* _OBJECTIVE_: Reproduce the whole text below about the book Nepalko Balinali ra Tinko Digo Kheti, keeping every word, line, and mark unchanged.
===== QUOTED TEXT =====
Nepalko Balinali ra Tinko Digo Kheti
- Author: Nar Bahadur Saud
- Original title: नेपालका बालीनाली र तिनको दिगो खेती
- Language: Nepali
- Genre: Agricultural
- Publisher: Sajha Publications
- Publication date: 2010
- Publication place: Nepal
- Media type: Print
- Pages: 909
- Awards: Madan Puraskar
- ISBN: 978-99933-2-796-7

= Nepalko Balinali ra Tinko Digo Kheti =

Nepali agricultural book

Nepalko Balinali ra Tinko Digo Kheti (नेपालका बालीनाली र तिनको दिगो खेती) is an agricultural book by Nar Bahadur Saud. It was published in 2010 by Sajha Publications and won the Madan Puraskar, 2066 BS (c. 2009-2010).

== Background ==
Saud was paralyzed from the waist down by a road accident two decades ago. Wheel-chair bound, he had been working on the book for 10 years. He graduated in agriculture from Palampur in India and started work as an officer in the National Agriculture Research Council. Before the accident, he was working as a Technical Officer of Dairy Development Corporation (Nepal).
===== DATA PROVIDED =====
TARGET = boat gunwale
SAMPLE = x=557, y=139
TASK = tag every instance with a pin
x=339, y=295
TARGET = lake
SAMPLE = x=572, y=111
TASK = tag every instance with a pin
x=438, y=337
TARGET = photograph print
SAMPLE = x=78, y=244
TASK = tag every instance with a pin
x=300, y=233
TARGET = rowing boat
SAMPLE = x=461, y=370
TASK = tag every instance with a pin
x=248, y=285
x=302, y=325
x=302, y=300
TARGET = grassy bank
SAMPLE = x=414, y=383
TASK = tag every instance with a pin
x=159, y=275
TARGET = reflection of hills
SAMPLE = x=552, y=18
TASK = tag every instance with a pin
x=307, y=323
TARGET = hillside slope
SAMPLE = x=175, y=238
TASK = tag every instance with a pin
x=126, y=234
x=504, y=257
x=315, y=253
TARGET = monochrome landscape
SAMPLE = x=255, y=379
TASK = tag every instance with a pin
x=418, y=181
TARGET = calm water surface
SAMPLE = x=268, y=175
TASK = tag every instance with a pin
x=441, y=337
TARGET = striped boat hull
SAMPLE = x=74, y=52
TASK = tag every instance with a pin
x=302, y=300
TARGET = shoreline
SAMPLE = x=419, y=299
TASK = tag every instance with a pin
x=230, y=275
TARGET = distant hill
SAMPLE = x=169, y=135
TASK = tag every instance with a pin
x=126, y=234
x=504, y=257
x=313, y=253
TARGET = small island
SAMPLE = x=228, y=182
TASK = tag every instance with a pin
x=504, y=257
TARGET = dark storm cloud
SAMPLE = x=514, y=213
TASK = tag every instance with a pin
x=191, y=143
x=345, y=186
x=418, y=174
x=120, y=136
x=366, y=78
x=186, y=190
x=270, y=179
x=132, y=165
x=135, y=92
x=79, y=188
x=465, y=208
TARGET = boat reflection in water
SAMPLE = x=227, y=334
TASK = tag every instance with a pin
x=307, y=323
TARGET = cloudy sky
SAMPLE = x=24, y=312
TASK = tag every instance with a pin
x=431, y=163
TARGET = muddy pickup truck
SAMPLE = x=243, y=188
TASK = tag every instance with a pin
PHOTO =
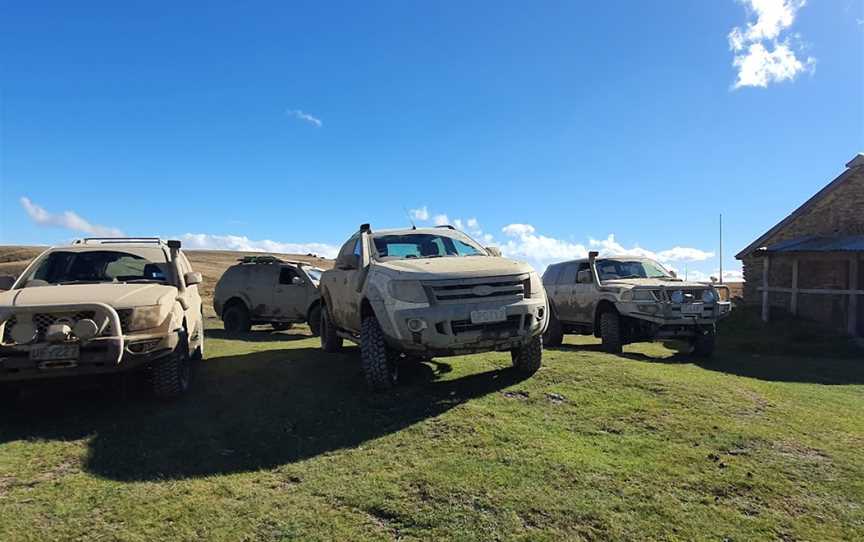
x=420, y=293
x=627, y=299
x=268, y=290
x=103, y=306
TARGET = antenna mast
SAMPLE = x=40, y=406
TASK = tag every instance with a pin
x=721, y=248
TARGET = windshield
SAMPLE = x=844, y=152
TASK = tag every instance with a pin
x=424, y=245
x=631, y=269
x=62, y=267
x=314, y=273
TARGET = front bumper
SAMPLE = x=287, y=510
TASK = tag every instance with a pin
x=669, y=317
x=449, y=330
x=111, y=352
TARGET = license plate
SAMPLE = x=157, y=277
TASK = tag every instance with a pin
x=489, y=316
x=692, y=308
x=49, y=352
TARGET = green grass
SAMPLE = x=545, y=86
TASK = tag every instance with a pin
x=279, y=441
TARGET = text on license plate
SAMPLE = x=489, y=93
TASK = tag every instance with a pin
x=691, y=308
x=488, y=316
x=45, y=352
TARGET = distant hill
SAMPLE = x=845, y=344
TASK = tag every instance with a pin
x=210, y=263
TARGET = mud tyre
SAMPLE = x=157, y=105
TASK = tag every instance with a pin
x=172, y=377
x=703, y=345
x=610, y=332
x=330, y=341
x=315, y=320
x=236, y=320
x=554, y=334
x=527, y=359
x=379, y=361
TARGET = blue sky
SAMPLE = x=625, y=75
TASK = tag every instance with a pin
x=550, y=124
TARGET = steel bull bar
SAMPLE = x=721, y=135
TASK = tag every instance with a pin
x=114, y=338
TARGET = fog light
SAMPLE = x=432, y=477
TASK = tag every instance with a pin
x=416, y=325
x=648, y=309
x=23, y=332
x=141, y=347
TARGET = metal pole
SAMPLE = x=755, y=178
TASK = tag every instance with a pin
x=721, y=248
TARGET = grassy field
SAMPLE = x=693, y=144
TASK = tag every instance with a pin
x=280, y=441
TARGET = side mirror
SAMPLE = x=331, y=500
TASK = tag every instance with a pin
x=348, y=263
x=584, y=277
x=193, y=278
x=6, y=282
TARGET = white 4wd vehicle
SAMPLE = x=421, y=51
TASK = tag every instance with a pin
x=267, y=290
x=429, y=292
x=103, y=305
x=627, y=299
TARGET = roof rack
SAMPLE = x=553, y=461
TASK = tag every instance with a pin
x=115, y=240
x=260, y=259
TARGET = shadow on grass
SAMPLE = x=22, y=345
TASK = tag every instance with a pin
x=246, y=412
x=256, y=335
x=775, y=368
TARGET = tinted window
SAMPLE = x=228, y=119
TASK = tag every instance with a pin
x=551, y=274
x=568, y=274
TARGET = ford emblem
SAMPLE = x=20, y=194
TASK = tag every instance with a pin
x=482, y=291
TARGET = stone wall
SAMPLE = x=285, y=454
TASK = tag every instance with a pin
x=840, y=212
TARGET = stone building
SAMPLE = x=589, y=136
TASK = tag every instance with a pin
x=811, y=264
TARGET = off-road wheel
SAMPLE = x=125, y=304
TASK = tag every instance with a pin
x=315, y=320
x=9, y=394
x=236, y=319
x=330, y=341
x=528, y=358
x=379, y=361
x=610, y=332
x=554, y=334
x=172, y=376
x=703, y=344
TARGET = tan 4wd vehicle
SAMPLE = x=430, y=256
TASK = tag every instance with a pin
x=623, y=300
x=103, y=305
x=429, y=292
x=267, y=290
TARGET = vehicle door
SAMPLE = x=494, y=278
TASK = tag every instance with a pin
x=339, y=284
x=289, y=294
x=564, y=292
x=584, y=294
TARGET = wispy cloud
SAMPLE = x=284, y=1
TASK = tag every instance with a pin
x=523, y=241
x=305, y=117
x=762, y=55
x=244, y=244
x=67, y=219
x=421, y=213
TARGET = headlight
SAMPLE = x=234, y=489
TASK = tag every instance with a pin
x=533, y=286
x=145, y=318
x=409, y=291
=====
===== DATA PROVIDED =====
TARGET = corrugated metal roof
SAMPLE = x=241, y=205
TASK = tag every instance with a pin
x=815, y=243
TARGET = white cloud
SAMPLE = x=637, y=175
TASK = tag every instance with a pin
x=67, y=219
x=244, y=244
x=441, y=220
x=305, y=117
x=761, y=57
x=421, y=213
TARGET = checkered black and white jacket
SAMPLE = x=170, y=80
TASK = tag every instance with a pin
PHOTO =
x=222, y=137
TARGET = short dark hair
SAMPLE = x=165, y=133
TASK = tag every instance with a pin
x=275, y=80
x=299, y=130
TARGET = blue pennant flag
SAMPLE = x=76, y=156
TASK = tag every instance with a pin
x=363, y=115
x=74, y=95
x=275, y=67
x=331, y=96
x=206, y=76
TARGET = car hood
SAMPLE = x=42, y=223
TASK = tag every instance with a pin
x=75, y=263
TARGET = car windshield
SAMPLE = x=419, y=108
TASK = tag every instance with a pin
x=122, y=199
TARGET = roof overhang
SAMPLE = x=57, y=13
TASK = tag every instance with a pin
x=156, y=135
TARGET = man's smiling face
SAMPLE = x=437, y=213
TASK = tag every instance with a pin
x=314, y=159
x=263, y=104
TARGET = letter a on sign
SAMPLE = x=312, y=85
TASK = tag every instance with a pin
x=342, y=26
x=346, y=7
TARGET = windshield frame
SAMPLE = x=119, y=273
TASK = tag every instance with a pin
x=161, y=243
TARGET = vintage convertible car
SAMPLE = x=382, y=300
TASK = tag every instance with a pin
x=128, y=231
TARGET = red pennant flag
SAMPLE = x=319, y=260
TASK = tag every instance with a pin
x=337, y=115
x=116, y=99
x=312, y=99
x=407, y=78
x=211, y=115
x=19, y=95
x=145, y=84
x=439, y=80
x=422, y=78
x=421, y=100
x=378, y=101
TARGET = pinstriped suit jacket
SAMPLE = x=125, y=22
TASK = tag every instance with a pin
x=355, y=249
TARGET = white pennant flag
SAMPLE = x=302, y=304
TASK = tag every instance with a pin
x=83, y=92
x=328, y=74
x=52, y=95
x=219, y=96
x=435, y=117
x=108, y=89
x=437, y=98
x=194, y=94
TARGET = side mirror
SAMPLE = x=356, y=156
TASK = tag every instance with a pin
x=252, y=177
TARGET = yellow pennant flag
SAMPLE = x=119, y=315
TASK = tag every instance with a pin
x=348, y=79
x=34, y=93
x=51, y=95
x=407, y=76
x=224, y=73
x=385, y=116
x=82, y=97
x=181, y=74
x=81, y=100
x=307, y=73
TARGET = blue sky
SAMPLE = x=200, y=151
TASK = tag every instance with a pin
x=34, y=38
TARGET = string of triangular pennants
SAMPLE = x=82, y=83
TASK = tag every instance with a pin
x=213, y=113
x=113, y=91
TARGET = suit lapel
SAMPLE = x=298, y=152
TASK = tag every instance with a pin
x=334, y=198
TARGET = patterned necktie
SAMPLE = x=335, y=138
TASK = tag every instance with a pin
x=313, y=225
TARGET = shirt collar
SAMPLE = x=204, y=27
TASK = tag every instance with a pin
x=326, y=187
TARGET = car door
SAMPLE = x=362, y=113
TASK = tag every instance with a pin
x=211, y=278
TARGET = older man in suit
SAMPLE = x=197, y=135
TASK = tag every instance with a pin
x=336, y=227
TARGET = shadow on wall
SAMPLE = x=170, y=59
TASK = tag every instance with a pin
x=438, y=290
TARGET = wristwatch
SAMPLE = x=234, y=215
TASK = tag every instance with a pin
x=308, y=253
=====
* _FINAL RESULT_:
Nepalko Balinali ra Tinko Digo Kheti
- Author: Nar Bahadur Saud
- Original title: नेपालका बालीनाली र तिनको दिगो खेती
- Language: Nepali
- Genre: Agricultural
- Publisher: Sajha Publications
- Publication date: 2010
- Publication place: Nepal
- Media type: Print
- Pages: 909
- Awards: Madan Puraskar
- ISBN: 978-99933-2-796-7

= Nepalko Balinali ra Tinko Digo Kheti =

Nepali agricultural book

Nepalko Balinali ra Tinko Digo Kheti (नेपालका बालीनाली र तिनको दिगो खेती) is an agricultural book by Nar Bahadur Saud. It was published in 2010 by Sajha Publications and won the Madan Puraskar, 2066 BS (c. 2009-2010).

== Background ==
Saud was paralyzed from the waist down by a road accident two decades ago. Wheel-chair bound, he had been working on the book for 10 years. He graduated in agriculture from Palampur in India and started work as an officer in the National Agriculture Research Council. Before the accident, he was working as a Technical Officer of Dairy Development Corporation (Nepal).